**Document excerpt:**
::::::::::

# Window regulator Keeps Breaking



## Nate760 (May 11, 2020)

Has anyone had the issue where their window regulators keep breaking on them. It pretty much seems that for me they only last a year and break during the summer. My thinking is due to the excessive heat we have here in Southern Cal. Today my Driver side no longer goes up but can hear the motor running


----------



## Thebigzeus (Dec 2, 2018)

I learned to never close the door when the window is not fully up or down, that’s how I broke the plastic clip on my regulator. But yes, it’s a problem part and yes it will keep breaking every so often. Only fix is to replace it with the same (arguably defective) part.


----------



## Shroomie (Jan 16, 2017)

My driver side broke for the 1st time early 2019.. winter morning and snapped trying to roll the window down . It was the plastic piece on the left side... other side was fine. Maybe you didn't seat the window properly? My window was a little off after I installed a new regulator, had to re-set the window again and the motor works better


----------



## Jeff D (Mar 26, 2013)

::::::::::

**Your goal:** Can you extend the forum thread about the window regulator that keeps breaking, picking up right after its final line?

**Supplied information:**

::::::::::

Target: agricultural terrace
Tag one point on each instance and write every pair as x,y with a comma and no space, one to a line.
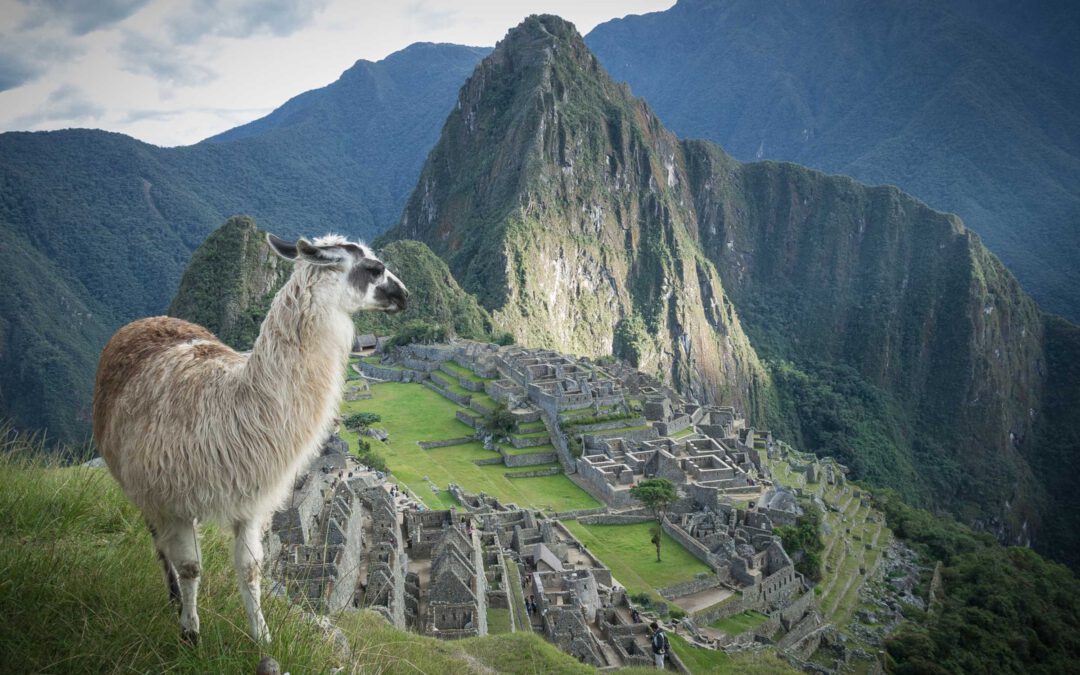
413,413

::::::::::

**Answer for the task:**
I too, have replaced the plastic channel clips twice now on mine from new-now son's 11 Cruze. I never had any issues with the window. Now that he has it, broken 2 times in 2 years. I believe he may not be using the express up/down and holding the switch too long or hitting the switch when all up or down. That would not account for cars w/o express up/down. Express motor has 7 pins (5 small 2 large), Non express only has the 2 large pins. Never had to remove a motor during the first repair, only used the clips from a salvaged regulator, so assume the cable was ok. Now the 2nd repair the cable also messed up. First repair only lasted 12-14 months. It looks to have jumped a groove on the motor pulley itself. It could have happened after both the clips broke this time or after when trying to raise the window. I have found a source for the clips only on Amazon. I will post a link if it's ok here. Sorry, no real help other than clips are available separately.


----------



## Thebigzeus (Dec 2, 2018)

Yes, link please!


----------



## Jeff D (Mar 26, 2013)

Moderators can remove if against the rules.
Amazon Window Regulator Clips only


----------



## TheRealHip (Sep 1, 2014)

Make sure you use white lithium grease on the moving parts. It comes dry.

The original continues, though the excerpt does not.